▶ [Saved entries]
=== Begin Enclosure ===

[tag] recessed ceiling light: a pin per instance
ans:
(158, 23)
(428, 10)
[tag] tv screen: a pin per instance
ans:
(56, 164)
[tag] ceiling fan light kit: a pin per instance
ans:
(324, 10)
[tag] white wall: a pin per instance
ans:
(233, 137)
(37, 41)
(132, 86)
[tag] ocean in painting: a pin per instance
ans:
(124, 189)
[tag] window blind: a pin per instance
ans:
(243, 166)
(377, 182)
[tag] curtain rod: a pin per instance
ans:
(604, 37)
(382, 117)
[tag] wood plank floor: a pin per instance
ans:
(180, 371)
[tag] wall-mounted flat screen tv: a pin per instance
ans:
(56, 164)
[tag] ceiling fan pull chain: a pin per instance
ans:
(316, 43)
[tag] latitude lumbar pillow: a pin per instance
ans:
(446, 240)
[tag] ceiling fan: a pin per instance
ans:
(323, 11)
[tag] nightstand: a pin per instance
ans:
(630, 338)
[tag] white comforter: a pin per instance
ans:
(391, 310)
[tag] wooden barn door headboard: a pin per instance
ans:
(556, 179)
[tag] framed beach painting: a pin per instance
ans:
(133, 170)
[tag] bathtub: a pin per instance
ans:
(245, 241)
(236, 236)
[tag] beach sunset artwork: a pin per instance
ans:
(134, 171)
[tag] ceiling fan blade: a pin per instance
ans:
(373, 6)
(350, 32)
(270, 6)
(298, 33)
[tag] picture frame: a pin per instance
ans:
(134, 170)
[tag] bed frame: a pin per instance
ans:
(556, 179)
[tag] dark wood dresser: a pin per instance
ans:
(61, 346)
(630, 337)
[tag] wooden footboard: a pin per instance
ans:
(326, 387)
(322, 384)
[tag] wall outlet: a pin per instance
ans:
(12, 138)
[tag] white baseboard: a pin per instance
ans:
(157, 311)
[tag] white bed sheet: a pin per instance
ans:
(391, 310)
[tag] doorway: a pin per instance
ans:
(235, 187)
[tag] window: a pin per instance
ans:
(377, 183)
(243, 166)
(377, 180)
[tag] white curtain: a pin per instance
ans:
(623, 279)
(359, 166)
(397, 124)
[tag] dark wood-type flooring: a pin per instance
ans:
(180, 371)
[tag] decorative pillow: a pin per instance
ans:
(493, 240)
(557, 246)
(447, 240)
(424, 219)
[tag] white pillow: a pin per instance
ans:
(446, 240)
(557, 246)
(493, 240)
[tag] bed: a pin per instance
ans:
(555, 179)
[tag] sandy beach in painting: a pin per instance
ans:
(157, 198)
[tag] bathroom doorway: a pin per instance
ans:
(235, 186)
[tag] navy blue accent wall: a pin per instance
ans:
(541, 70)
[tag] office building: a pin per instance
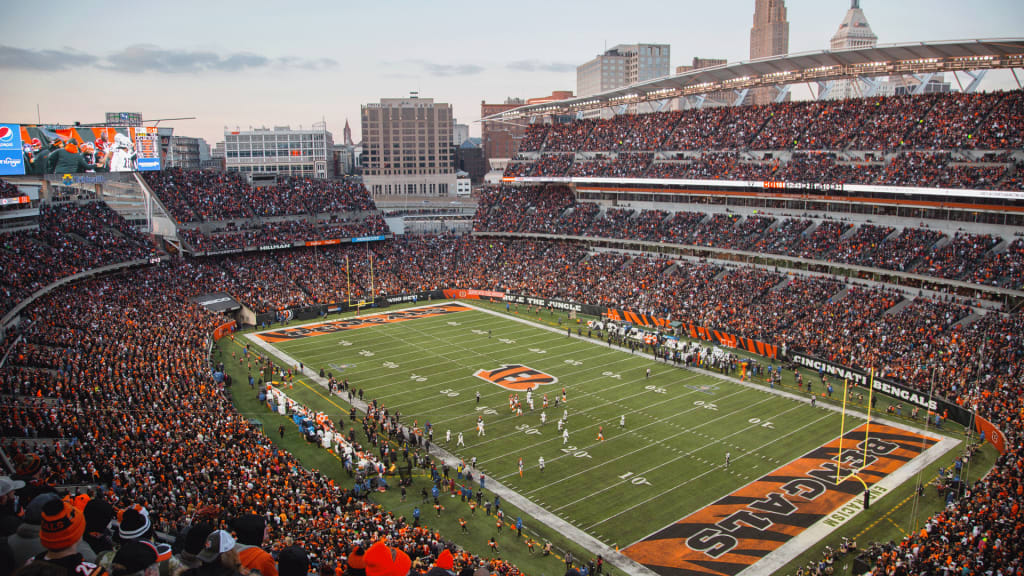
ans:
(460, 133)
(769, 37)
(407, 148)
(183, 153)
(501, 138)
(700, 63)
(621, 66)
(281, 151)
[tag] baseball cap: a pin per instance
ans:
(216, 543)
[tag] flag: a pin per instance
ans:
(992, 434)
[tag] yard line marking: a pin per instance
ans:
(705, 474)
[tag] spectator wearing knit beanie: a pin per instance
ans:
(251, 530)
(382, 561)
(135, 559)
(60, 531)
(356, 563)
(444, 566)
(26, 542)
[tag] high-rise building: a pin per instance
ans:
(621, 66)
(182, 152)
(281, 151)
(347, 134)
(501, 138)
(854, 32)
(407, 148)
(769, 37)
(460, 133)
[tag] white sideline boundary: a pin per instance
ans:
(766, 566)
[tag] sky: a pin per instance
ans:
(255, 64)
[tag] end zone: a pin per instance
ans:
(764, 525)
(318, 329)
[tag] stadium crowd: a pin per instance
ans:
(898, 140)
(282, 232)
(135, 386)
(71, 238)
(196, 196)
(110, 384)
(921, 250)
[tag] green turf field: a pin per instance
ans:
(667, 461)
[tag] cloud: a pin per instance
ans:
(538, 66)
(19, 58)
(306, 64)
(435, 69)
(147, 57)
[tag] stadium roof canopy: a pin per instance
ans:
(920, 58)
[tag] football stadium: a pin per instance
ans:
(688, 339)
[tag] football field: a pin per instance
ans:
(675, 441)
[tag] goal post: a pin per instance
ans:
(855, 472)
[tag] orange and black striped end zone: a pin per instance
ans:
(289, 334)
(738, 530)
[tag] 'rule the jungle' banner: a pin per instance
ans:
(739, 529)
(992, 435)
(696, 332)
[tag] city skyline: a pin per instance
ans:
(241, 65)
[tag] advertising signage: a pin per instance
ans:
(11, 156)
(38, 150)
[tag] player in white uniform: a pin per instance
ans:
(124, 158)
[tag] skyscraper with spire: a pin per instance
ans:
(853, 33)
(348, 134)
(769, 37)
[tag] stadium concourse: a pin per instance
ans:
(108, 383)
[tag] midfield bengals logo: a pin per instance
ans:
(516, 377)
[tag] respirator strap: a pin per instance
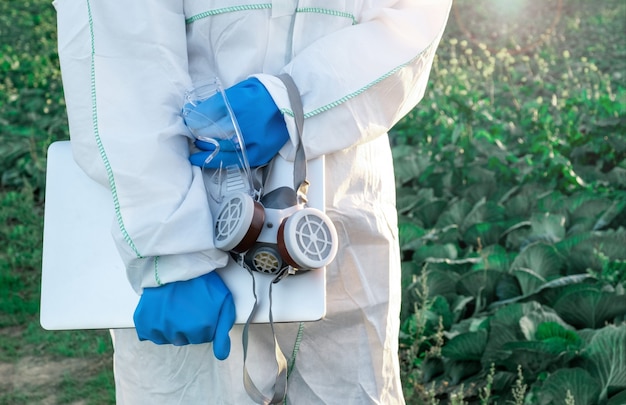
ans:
(280, 385)
(301, 186)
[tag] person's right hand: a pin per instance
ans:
(261, 123)
(194, 311)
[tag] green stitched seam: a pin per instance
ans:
(96, 131)
(327, 11)
(359, 91)
(267, 6)
(194, 18)
(294, 353)
(157, 278)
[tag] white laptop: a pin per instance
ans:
(84, 285)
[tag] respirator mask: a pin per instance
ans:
(264, 223)
(266, 228)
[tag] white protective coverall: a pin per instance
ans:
(360, 66)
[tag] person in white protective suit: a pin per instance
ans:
(359, 66)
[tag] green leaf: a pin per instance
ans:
(482, 211)
(483, 234)
(606, 353)
(589, 306)
(531, 322)
(555, 330)
(409, 232)
(578, 382)
(547, 227)
(441, 282)
(459, 370)
(454, 213)
(618, 399)
(541, 258)
(480, 283)
(447, 251)
(466, 346)
(529, 281)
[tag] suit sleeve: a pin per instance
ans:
(357, 82)
(124, 68)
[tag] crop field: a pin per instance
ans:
(511, 187)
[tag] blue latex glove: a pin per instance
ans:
(195, 311)
(262, 126)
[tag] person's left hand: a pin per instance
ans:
(194, 311)
(262, 126)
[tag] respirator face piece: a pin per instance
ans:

=== End Enclosure ===

▶ [Exercise brief] Retype the records above exactly, leaving every picture out of your copy.

▶ [Written response]
[tag] recessed ceiling light: a pin per instance
ans:
(158, 23)
(428, 10)
[tag] tv screen: a pin per instance
ans:
(56, 164)
[tag] ceiling fan light kit: a pin per instance
ans:
(324, 10)
[tag] white wall: a pin per instance
ans:
(233, 137)
(37, 41)
(132, 86)
[tag] ocean in painting: a pin per instance
ans:
(124, 189)
[tag] window blind: a pin per instance
ans:
(243, 166)
(377, 182)
[tag] curtain rod: a pin per instance
ans:
(604, 37)
(382, 117)
[tag] wood plank floor: a pin per instance
ans:
(180, 371)
[tag] wall-mounted flat screen tv: a pin per instance
ans:
(56, 164)
[tag] ceiling fan pull chain: a pin per instance
ans:
(316, 43)
[tag] latitude lumbar pillow: a pin per instance
ans:
(446, 240)
[tag] ceiling fan: a pin per instance
ans:
(323, 11)
[tag] nightstand: a pin per instance
ans:
(630, 338)
[tag] white comforter: a pin per instance
ans:
(391, 310)
[tag] wooden barn door headboard: a pin per instance
ans:
(556, 179)
[tag] framed beach painting: a pin per instance
ans:
(133, 170)
[tag] bathtub: a pin per instance
ans:
(245, 241)
(236, 236)
[tag] beach sunset artwork: a pin per instance
ans:
(134, 171)
[tag] ceiling fan blade: a pin per instance
ans:
(373, 6)
(350, 32)
(270, 6)
(298, 33)
[tag] picture frame: a pin per instance
ans:
(134, 170)
[tag] bed frame: a pin per instance
ans:
(556, 179)
[tag] dark wood dresser: a pin per instance
ans:
(61, 346)
(630, 337)
[tag] wooden footboard: a pin per instance
ans:
(326, 387)
(322, 384)
[tag] wall outlet: a pin per instance
ans:
(12, 138)
[tag] white baseboard: a pin per instance
ans:
(157, 311)
[tag] white bed sheet: a pin per instance
ans:
(391, 310)
[tag] doorway: a pin per instance
ans:
(235, 187)
[tag] window: a pin per instance
ans:
(377, 183)
(243, 166)
(377, 180)
[tag] white curtain: a pin per instance
ans:
(623, 279)
(359, 166)
(397, 124)
[tag] dark wood-type flooring: a pin per instance
ans:
(180, 371)
[tag] decorative pillow: a pin per instance
ans:
(493, 240)
(557, 246)
(447, 240)
(424, 219)
[tag] white pillow: a pin per instance
ans:
(446, 240)
(557, 246)
(493, 240)
[tag] bed: a pin per instance
ans:
(555, 179)
[tag] sandy beach in painting: a pin per instance
ans:
(157, 198)
[tag] bathroom doorway: a pin per instance
ans:
(235, 186)
[tag] navy blue accent wall: a pin per instance
ans:
(541, 70)
[tag] office building: a pin per instance
ans:
(460, 133)
(769, 37)
(407, 148)
(183, 153)
(501, 138)
(700, 63)
(621, 66)
(281, 151)
[tag] baseball cap: a pin per instance
ans:
(216, 543)
[tag] flag: a pin per instance
ans:
(992, 434)
[tag] yard line marking: a pin per instance
ans:
(705, 474)
[tag] spectator wearing knit beanie: a pin per instance
ans:
(251, 530)
(382, 561)
(135, 559)
(60, 531)
(356, 563)
(444, 566)
(26, 542)
[tag] high-rise building: a pin per instance
ans:
(621, 66)
(182, 152)
(281, 151)
(347, 134)
(501, 138)
(854, 32)
(407, 148)
(769, 37)
(460, 133)
[tag] white sideline boundary: a pin per instance
ans:
(766, 566)
[tag] sky: a pin per instance
ans:
(255, 64)
[tag] end zone: a pin per instance
ans:
(764, 525)
(318, 329)
[tag] stadium crowd: a pin per instance
ans:
(898, 140)
(282, 232)
(135, 386)
(71, 238)
(196, 196)
(110, 384)
(921, 250)
[tag] green turf field: a pin per instance
ans:
(667, 461)
[tag] cloud: a pin per instance
ans:
(538, 66)
(19, 58)
(306, 64)
(435, 69)
(147, 57)
[tag] stadium roof canopy: a pin per instance
ans:
(920, 58)
[tag] football stadium: a pin per instance
ans:
(688, 339)
[tag] football field: a pin per instance
ans:
(675, 441)
[tag] goal post: a pin per instance
ans:
(855, 472)
[tag] orange and black striped end zone: a pin per instance
ans:
(289, 334)
(738, 530)
[tag] 'rule the jungle' banner: a pin per instance
ans:
(739, 529)
(992, 435)
(696, 332)
[tag] city skyline: a pin per instance
ans:
(241, 65)
[tag] advertising signage: a pin per instance
ans:
(11, 156)
(38, 150)
[tag] player in white uniform: a pin per instance
ans:
(124, 158)
[tag] skyscraper with spire: a pin per instance
ans:
(853, 33)
(348, 134)
(769, 37)
[tag] stadium concourse: a pin per instance
ans:
(108, 383)
[tag] midfield bengals logo: a pin per instance
ans:
(516, 377)
[tag] respirator strap: a pin per instance
ans:
(280, 385)
(301, 186)
[tag] person's right hand: a pin per instance
ans:
(261, 123)
(194, 311)
[tag] green stitched seam: a pin per instance
ans:
(96, 131)
(327, 11)
(359, 91)
(267, 6)
(194, 18)
(294, 353)
(157, 278)
[tag] white laptop: a pin per instance
ans:
(84, 285)
[tag] respirator mask: a pin per instance
ans:
(264, 223)
(266, 228)
[tag] white protective coverall: a pin per instance
ans:
(360, 66)
[tag] person in white protective suit: a pin per instance
ans:
(359, 66)
[tag] green leaf: a pin per instance
ans:
(482, 211)
(483, 234)
(606, 353)
(589, 306)
(531, 322)
(555, 330)
(409, 232)
(578, 382)
(547, 227)
(441, 282)
(459, 370)
(454, 213)
(618, 399)
(541, 258)
(480, 283)
(447, 251)
(466, 346)
(529, 281)
[tag] suit sleeve: a pin per instance
ans:
(357, 82)
(124, 68)
[tag] crop field: a pin per instance
ans:
(511, 187)
[tag] blue latex glove: a pin per instance
ans:
(195, 311)
(262, 126)
[tag] person's left hand: a pin per instance
ans:
(194, 311)
(262, 126)
[tag] respirator face piece: a pin per instance
ans:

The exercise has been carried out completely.